**** Recorded information ****
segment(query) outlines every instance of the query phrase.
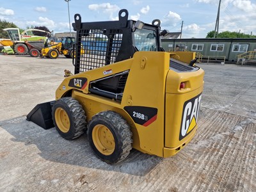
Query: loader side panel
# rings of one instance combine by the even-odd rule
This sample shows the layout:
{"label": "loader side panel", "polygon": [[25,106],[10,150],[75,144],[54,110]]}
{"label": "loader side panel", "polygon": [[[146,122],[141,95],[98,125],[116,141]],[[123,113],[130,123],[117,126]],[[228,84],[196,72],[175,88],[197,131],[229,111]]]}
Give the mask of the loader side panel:
{"label": "loader side panel", "polygon": [[[175,155],[193,138],[197,129],[204,72],[170,70],[166,79],[164,156]],[[186,87],[180,88],[181,83]]]}

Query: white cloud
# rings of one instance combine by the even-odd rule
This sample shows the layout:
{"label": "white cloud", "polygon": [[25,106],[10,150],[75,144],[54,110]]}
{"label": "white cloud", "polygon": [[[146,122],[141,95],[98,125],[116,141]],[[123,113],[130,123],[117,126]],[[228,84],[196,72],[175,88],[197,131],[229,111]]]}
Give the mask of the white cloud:
{"label": "white cloud", "polygon": [[205,28],[200,27],[198,24],[193,23],[189,26],[184,26],[182,29],[182,38],[188,37],[205,37],[202,36],[202,32],[205,31]]}
{"label": "white cloud", "polygon": [[147,13],[148,13],[148,11],[150,10],[149,6],[147,5],[146,7],[143,7],[141,10],[140,10],[140,12],[142,14],[147,14]]}
{"label": "white cloud", "polygon": [[204,29],[200,28],[200,27],[196,24],[195,23],[191,24],[188,26],[184,28],[184,30],[191,31],[198,31]]}
{"label": "white cloud", "polygon": [[177,23],[180,20],[181,17],[180,15],[170,11],[169,13],[164,17],[163,23],[164,24],[164,26],[176,26]]}
{"label": "white cloud", "polygon": [[117,5],[109,3],[89,4],[88,8],[92,11],[103,10],[106,13],[113,13],[120,9]]}
{"label": "white cloud", "polygon": [[13,15],[14,12],[12,10],[5,9],[0,7],[0,15]]}
{"label": "white cloud", "polygon": [[46,8],[44,6],[36,6],[35,10],[38,12],[46,12]]}
{"label": "white cloud", "polygon": [[102,12],[108,14],[111,20],[116,20],[116,17],[113,17],[113,13],[120,10],[116,4],[111,4],[109,3],[89,4],[88,8],[92,11]]}
{"label": "white cloud", "polygon": [[142,1],[138,1],[138,0],[133,0],[132,1],[132,3],[133,3],[134,5],[138,5],[140,4],[141,4]]}
{"label": "white cloud", "polygon": [[219,0],[196,0],[196,2],[198,3],[207,3],[207,4],[216,4],[218,3],[220,1]]}
{"label": "white cloud", "polygon": [[189,3],[186,3],[184,4],[182,4],[180,6],[180,7],[181,8],[189,8]]}
{"label": "white cloud", "polygon": [[244,12],[255,11],[256,9],[256,4],[248,0],[235,0],[233,1],[233,5]]}
{"label": "white cloud", "polygon": [[39,21],[27,21],[26,24],[33,26],[45,26],[47,28],[54,28],[54,22],[47,17],[39,17]]}
{"label": "white cloud", "polygon": [[140,13],[137,13],[136,15],[131,15],[131,19],[134,20],[138,20],[140,19]]}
****
§ **Requirements**: Recast every line of the items above as a JSON array of strings, one string per line, omitting blank lines and leaving out the pictures.

§ **Result for this exercise**:
[
  "segment(query) outlines every instance of the query phrase.",
  "Query: loader side panel",
  "# rings of one instance combine by the even-odd rule",
  "This sample shows the layout:",
  "{\"label\": \"loader side panel\", \"polygon\": [[25,106],[10,150],[75,144],[54,110]]}",
  "{\"label\": \"loader side panel\", \"polygon\": [[[146,122],[141,95],[98,125],[116,141]],[[123,113],[130,123],[117,126]],[[228,84],[196,72],[175,88],[197,131],[229,111]]]}",
  "Give the mask of the loader side panel:",
  "{\"label\": \"loader side panel\", \"polygon\": [[[175,155],[193,138],[197,129],[204,72],[170,70],[166,79],[164,156]],[[186,87],[180,88],[181,83]]]}",
  "Query: white cloud",
  "# rings of one instance combine by the even-odd rule",
  "This sample shows the layout:",
  "{\"label\": \"white cloud\", \"polygon\": [[25,106],[10,150],[75,144],[54,110]]}",
  "{\"label\": \"white cloud\", \"polygon\": [[[146,122],[141,95],[98,125],[116,141]],[[123,113],[130,123],[117,126]],[[228,84],[196,72],[175,88],[197,131],[229,111]]]}",
  "Give the mask of the white cloud:",
  "{\"label\": \"white cloud\", \"polygon\": [[205,28],[200,27],[198,24],[193,23],[189,26],[184,26],[182,29],[182,38],[188,37],[205,37],[202,36],[202,32],[205,31]]}",
  "{\"label\": \"white cloud\", \"polygon\": [[147,13],[148,13],[148,11],[150,10],[149,6],[147,5],[146,7],[143,7],[141,10],[140,10],[140,12],[142,14],[147,14]]}",
  "{\"label\": \"white cloud\", \"polygon\": [[204,29],[200,28],[200,27],[196,24],[195,23],[191,24],[188,26],[184,28],[184,30],[191,31],[198,31]]}",
  "{\"label\": \"white cloud\", \"polygon\": [[177,23],[180,20],[181,17],[180,15],[170,11],[169,13],[164,17],[163,23],[164,24],[164,26],[176,26]]}",
  "{\"label\": \"white cloud\", \"polygon\": [[117,5],[109,3],[89,4],[88,8],[92,11],[103,10],[106,13],[113,13],[120,9]]}",
  "{\"label\": \"white cloud\", \"polygon\": [[13,15],[14,12],[12,10],[5,9],[0,7],[0,15]]}",
  "{\"label\": \"white cloud\", \"polygon\": [[46,8],[44,6],[36,6],[35,10],[38,12],[46,12]]}",
  "{\"label\": \"white cloud\", \"polygon\": [[102,12],[108,14],[111,20],[116,20],[116,17],[113,17],[113,13],[120,10],[116,4],[111,4],[109,3],[89,4],[88,8],[92,11]]}",
  "{\"label\": \"white cloud\", \"polygon\": [[142,1],[138,1],[138,0],[133,0],[132,1],[132,3],[133,3],[134,5],[138,5],[140,4],[141,4]]}",
  "{\"label\": \"white cloud\", \"polygon\": [[219,0],[196,0],[196,2],[198,3],[207,3],[207,4],[216,4],[218,3],[220,1]]}",
  "{\"label\": \"white cloud\", \"polygon\": [[189,3],[186,3],[184,4],[182,4],[180,6],[180,7],[181,8],[189,8]]}",
  "{\"label\": \"white cloud\", \"polygon\": [[244,12],[255,11],[256,9],[256,4],[248,0],[235,0],[233,1],[233,5]]}",
  "{\"label\": \"white cloud\", \"polygon\": [[39,21],[27,21],[26,24],[33,26],[45,26],[47,28],[54,28],[54,22],[47,17],[39,17]]}",
  "{\"label\": \"white cloud\", \"polygon\": [[140,13],[137,13],[136,15],[131,15],[131,19],[134,20],[138,20],[140,19]]}"
]